▸ DIRECTIONS FOR THIS TASK
Report all lines from the entries below in which "grid" appears.

-------- SOURCE DATA --------

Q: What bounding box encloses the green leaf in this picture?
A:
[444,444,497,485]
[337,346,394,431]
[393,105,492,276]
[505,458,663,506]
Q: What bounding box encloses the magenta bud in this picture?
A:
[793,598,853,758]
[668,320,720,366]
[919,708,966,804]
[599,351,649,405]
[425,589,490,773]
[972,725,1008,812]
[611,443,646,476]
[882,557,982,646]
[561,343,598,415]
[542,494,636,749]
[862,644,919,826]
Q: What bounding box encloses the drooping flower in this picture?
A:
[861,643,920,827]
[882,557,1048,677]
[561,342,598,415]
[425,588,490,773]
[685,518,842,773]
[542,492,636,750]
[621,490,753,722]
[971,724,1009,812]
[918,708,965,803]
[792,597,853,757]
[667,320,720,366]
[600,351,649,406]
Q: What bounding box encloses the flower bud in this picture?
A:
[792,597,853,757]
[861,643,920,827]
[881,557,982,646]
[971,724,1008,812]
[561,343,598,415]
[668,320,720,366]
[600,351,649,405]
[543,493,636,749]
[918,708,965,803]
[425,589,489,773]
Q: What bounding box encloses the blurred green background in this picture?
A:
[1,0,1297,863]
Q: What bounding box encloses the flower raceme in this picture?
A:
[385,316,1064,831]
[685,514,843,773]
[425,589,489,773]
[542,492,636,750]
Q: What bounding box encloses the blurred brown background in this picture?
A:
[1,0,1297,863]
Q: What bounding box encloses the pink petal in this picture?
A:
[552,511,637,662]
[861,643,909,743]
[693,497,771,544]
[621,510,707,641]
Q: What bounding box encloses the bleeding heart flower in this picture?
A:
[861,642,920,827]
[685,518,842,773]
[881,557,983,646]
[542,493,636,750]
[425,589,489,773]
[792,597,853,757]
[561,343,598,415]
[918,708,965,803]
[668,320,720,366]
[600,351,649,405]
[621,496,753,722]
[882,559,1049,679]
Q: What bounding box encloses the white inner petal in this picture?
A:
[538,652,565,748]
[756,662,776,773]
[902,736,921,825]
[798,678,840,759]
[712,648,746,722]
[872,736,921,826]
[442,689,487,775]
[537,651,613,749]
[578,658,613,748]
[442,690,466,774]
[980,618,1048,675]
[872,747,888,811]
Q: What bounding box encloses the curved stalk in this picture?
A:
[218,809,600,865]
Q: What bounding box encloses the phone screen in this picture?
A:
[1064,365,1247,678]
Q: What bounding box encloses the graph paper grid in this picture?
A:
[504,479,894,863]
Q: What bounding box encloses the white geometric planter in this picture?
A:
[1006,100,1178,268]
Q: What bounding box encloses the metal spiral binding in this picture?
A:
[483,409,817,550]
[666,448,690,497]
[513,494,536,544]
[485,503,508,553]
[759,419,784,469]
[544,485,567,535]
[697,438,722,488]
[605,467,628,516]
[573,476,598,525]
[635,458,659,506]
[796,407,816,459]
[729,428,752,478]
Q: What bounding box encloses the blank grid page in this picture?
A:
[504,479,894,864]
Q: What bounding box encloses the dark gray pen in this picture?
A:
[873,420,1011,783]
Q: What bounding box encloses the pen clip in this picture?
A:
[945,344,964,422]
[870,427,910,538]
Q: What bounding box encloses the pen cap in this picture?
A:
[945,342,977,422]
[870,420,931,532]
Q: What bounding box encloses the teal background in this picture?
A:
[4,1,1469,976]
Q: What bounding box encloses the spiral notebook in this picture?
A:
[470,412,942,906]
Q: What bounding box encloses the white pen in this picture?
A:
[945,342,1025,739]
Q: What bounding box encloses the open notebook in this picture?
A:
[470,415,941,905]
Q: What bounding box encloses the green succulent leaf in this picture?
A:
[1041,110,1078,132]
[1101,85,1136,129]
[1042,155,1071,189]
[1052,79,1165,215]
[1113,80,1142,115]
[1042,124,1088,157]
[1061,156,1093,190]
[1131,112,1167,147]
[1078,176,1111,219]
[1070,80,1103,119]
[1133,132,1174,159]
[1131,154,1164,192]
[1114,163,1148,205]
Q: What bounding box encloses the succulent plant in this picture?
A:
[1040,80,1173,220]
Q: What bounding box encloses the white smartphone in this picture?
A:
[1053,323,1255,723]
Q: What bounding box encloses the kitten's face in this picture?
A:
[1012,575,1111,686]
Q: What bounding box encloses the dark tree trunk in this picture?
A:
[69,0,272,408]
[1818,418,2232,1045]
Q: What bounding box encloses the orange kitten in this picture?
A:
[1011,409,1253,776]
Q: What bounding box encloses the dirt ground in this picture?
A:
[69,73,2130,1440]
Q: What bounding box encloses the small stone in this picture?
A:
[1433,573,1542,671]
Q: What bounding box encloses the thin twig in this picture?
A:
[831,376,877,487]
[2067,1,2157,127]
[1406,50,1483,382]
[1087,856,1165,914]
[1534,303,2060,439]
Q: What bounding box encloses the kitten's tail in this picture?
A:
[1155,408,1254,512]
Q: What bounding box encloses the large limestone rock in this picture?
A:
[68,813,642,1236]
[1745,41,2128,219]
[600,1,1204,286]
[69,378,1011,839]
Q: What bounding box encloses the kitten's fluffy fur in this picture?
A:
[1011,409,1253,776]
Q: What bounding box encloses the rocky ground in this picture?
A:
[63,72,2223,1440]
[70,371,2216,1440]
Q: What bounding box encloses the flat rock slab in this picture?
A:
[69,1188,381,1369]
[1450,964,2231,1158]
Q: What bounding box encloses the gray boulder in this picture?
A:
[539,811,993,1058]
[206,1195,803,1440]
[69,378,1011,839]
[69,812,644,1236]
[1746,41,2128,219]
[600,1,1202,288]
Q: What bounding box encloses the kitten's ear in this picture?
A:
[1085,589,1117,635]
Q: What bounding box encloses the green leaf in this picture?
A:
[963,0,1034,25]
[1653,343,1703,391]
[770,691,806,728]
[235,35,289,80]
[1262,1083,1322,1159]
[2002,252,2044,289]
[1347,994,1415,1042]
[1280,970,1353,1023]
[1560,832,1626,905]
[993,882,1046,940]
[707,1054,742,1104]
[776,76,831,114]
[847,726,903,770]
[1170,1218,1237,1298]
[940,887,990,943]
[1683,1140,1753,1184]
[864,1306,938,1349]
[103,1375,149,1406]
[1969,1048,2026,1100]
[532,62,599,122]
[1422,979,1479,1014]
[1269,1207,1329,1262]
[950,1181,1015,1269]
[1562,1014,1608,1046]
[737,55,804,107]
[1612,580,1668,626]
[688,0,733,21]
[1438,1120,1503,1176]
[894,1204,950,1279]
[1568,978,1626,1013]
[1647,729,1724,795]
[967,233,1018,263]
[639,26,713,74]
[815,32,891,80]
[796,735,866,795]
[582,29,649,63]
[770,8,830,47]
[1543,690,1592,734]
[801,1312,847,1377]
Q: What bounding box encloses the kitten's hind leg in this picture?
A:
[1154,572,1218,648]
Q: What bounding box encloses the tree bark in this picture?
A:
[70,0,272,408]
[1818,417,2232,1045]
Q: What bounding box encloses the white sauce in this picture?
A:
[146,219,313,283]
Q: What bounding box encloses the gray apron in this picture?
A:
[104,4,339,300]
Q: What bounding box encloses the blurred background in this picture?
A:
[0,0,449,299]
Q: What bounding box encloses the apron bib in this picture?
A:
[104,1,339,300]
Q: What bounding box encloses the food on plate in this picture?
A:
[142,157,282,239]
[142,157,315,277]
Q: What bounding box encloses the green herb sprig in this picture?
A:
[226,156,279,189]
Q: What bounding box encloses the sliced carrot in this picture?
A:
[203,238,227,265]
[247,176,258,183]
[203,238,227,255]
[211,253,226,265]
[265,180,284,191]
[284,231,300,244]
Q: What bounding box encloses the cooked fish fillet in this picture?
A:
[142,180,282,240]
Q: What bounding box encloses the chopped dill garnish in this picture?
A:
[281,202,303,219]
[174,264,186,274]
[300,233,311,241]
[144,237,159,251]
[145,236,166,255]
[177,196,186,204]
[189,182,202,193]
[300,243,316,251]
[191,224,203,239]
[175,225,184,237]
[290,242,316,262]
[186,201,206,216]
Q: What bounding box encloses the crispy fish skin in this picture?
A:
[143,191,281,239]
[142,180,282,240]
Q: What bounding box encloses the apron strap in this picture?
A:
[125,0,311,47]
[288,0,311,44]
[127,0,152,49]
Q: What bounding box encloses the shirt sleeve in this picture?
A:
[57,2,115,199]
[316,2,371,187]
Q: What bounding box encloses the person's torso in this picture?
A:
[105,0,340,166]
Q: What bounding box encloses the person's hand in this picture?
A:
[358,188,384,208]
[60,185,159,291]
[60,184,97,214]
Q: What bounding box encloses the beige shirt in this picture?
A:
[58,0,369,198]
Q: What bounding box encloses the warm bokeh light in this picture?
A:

--------

▸ TASK RESULT
Q: What bounding box encloses the graph paper grid in this picture?
Q: What bounding box encloses the blank grid page in this picture?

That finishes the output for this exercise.